** begin LISTED RECORDS **
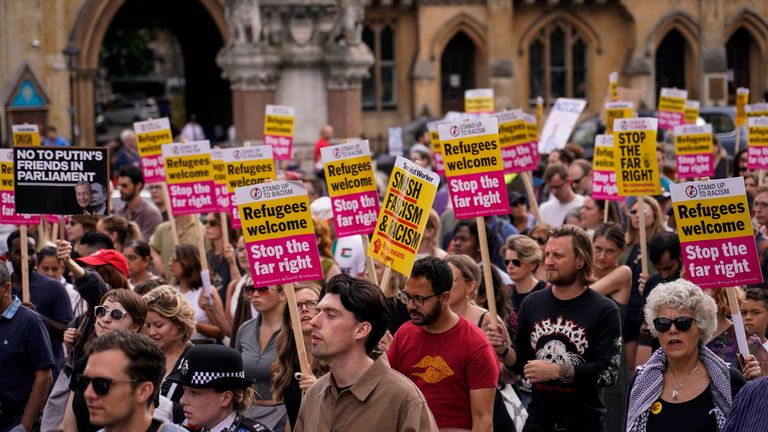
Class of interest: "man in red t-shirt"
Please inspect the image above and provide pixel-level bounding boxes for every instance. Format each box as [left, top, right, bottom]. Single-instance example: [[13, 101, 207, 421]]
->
[[387, 257, 499, 431], [312, 125, 333, 176]]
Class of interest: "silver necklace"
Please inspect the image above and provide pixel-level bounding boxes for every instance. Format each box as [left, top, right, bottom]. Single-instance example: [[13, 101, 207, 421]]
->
[[670, 363, 699, 401]]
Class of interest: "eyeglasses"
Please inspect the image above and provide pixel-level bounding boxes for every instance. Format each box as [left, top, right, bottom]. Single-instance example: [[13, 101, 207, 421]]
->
[[296, 300, 319, 310], [653, 317, 696, 333], [243, 285, 271, 295], [75, 375, 137, 396], [93, 305, 128, 321], [397, 291, 437, 308], [200, 219, 221, 227]]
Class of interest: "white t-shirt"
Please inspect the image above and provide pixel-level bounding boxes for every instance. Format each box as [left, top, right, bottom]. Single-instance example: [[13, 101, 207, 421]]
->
[[333, 235, 366, 277], [539, 195, 584, 227]]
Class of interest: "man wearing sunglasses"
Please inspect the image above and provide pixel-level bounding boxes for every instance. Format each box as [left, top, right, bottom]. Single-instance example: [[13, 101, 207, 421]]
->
[[82, 329, 184, 432], [387, 257, 499, 431], [0, 263, 53, 432], [486, 225, 621, 432]]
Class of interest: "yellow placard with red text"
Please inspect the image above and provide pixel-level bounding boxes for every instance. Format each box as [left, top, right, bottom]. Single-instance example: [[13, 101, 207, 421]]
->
[[11, 123, 40, 147], [736, 87, 749, 127]]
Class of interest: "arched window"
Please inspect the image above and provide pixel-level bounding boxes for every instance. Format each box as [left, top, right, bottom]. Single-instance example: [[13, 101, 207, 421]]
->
[[362, 22, 397, 111], [528, 19, 587, 104]]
** end LISTED RECORDS **
THE TASK >> Could you give the listing above as a Markdown table with the columns Row and Line, one numbered row for each line and no blank lines? Leave the pictures out of the table.

SOLUTION FOR THIS PROBLEM >>
| Row | Line |
|---|---|
| 1 | Class of interest: "man in red t-shirt" |
| 2 | Please inspect the image above and provide pixel-level bounding boxes for every instance. Format each box as [left, top, right, bottom]. Single-instance example: [[13, 101, 207, 421]] |
| 3 | -> |
| 4 | [[387, 257, 499, 431], [312, 125, 333, 176]] |
| 5 | Class of interest: "silver necklace" |
| 6 | Please inspect the image above and provide pixel-level bounding boxes for every instance. Format each box as [left, top, right, bottom]. Single-instance example: [[13, 101, 207, 421]] |
| 7 | -> |
| 8 | [[670, 363, 699, 401]] |
| 9 | Class of interest: "eyeglasses" |
| 10 | Please inspect the image above and provide pixel-level bounding boxes for every instance. Format each box as [left, top, right, bottom]. Single-instance example: [[13, 101, 207, 421]] |
| 11 | -> |
| 12 | [[296, 300, 319, 310], [653, 317, 696, 333], [243, 285, 271, 295], [75, 375, 137, 396], [93, 305, 128, 321], [397, 291, 437, 308], [200, 219, 221, 227]] |
| 13 | Class of interest: "white t-shirt" |
| 14 | Please inspect the image above and provide pixel-level bounding boxes for every instance. Format each box as [left, top, right, bottom]. Single-instance example: [[13, 101, 207, 421]] |
| 15 | -> |
| 16 | [[333, 235, 366, 277], [539, 195, 584, 227]] |
| 17 | Class of interest: "man wearing sunglasses" |
| 18 | Please inspect the image above and provide pixel-level bounding boxes for every instance. Format each box as [left, top, right, bottom]. Single-instance example: [[13, 101, 207, 421]] |
| 19 | -> |
| 20 | [[82, 329, 184, 432], [387, 257, 499, 431], [0, 263, 53, 432], [486, 225, 621, 432]] |
| 21 | Class of interest: "yellow placard with red text" |
| 22 | Please inspect the image above and provide pixel-level bounding boxes for every instance. Format each box as [left, top, right, bottom]. Single-instance example: [[13, 101, 207, 421]] |
| 23 | -> |
| 24 | [[11, 123, 40, 147], [736, 87, 749, 127]] |
| 25 | Class of interest: "arched window" |
| 26 | Please inspect the image above and provide pixel-level bounding boxes for every instance. Format each box as [left, top, right, bottom]. Single-instance example: [[13, 101, 207, 421]] |
| 27 | -> |
| 28 | [[362, 22, 397, 111], [528, 19, 587, 104]] |